PASSAGE PROVIDED:
• • • •

There seems now little doubt that the highest honour and distinction in the service has been won by Private Archibald McKendrick, a member the Bomb-Throwing Company of the 1st Gordon Highlanders.

Prior to his enlistment. Private McKendrick was postman attached to the Burnbank staff the Hamilton Post Office. Mr A. Whitehouse, the postmaster at Burnbank, has been interesting himself to secure verification of the heroism of his letter-carrier, and the advices which are to hand appear to completely remove all uncertainty.

There has been a sheaf of letters from McKendrick’s companions in arms, all of which state that the coveted V.C has been won by “Archie,” as is familiarly termed. The most convincing communication of the lot is from Private John Watt, C Company, 12th Platoon, 1st Gordon Highlanders, to the postmaster at Burnbank.

Private Watt states that McKendrick is in the hospital, but now, happily, out of danger. This disposes of the rumour that Hamilton’s gallant postman had crossed the Bourne from which no traveller returns as the result his heroic act.

• • • •

DATASET EXTRACT:

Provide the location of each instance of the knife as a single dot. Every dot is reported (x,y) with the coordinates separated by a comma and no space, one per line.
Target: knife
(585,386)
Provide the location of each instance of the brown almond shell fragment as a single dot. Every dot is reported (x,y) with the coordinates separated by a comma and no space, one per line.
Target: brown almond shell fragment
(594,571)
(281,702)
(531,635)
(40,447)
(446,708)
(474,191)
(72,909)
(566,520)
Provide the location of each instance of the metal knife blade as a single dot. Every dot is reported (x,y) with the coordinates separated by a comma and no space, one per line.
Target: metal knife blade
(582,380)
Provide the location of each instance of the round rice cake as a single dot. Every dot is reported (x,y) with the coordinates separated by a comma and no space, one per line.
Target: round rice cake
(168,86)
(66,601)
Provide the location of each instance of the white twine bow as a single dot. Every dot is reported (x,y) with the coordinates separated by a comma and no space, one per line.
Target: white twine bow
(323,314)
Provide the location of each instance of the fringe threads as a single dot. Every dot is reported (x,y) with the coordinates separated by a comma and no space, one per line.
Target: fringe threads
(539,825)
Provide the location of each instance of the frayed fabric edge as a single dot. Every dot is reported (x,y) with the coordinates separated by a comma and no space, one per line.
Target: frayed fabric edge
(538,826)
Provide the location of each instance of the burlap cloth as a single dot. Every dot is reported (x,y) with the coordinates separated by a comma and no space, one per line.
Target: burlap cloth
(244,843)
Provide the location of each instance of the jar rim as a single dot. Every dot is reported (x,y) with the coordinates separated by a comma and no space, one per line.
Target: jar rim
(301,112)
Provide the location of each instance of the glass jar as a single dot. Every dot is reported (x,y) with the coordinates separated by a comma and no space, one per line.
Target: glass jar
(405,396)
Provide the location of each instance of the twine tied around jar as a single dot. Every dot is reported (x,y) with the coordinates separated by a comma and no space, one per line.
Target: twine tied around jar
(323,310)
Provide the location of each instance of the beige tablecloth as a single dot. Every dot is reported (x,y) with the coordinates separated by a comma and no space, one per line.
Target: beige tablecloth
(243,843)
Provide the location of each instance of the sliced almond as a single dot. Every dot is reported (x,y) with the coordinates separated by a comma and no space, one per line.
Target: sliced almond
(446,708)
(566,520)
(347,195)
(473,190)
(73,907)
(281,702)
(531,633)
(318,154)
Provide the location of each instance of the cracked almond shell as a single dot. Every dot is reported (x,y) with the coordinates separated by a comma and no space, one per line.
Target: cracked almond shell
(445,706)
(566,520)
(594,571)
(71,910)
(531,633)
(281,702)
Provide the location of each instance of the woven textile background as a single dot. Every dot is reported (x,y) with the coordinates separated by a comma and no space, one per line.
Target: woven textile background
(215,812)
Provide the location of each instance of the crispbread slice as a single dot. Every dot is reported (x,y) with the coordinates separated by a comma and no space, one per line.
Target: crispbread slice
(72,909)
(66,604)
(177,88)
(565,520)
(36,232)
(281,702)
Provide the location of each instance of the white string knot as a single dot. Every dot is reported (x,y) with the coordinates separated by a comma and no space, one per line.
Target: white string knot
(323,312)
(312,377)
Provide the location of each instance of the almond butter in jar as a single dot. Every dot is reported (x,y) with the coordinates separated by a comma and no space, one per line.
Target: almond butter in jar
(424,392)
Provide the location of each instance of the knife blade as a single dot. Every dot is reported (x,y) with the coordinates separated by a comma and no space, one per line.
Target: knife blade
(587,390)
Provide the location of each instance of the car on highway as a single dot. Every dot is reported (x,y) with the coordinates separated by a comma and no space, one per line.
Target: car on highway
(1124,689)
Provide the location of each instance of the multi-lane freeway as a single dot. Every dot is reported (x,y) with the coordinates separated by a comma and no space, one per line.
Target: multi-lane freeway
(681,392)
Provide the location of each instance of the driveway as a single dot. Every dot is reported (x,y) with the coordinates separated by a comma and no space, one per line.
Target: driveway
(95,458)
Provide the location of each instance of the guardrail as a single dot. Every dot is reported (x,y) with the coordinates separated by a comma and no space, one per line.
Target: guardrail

• • • •

PROBLEM A:
Answer these from the passage about Private Archibald McKendrick:
(i) Which company and regiment was McKendrick a member of?
(ii) Who is the postmaster at Burnbank?
(iii) According to Private Watt, where is McKendrick now, and what is his condition?
PROBLEM B:
Extend the newspaper passage about Private Archibald McKendrick, continuing on from its final sentence.

ANSWER SPACE A:
(i) The Bomb-Throwing Company of the 1st Gordon Highlanders.
(ii) Mr A. Whitehouse.
(iii) He is in the hospital and is now out of danger.

ANSWER SPACE B:
McKendrick, it would seem, distinguished himself on the night of July 19 at Hooge, near Ypres. Many of the 1st Gordons covered themselves with glory in this engagement, for Private Watt mentions the names of others who are deserving of recognition.

“The officer in command of the bomb throwing company was Lieut. T. Barrie Erskine, whose death has been officially announced. McKendriek was foremost among the bombers, and went gallantly forward, although suffering intense pain from a wound caused a bomb bursting in his hand.

There is nothing surer,” observes Pte. Watt in his letter, than that Archie McKendrick is marked out for the V.C. was in the van on that memorable night.

“Private McKendrick enlisted with the colours soon after the commencement of hostilities, and he left for France January 2. His father resides in the Bent district of Hamilton.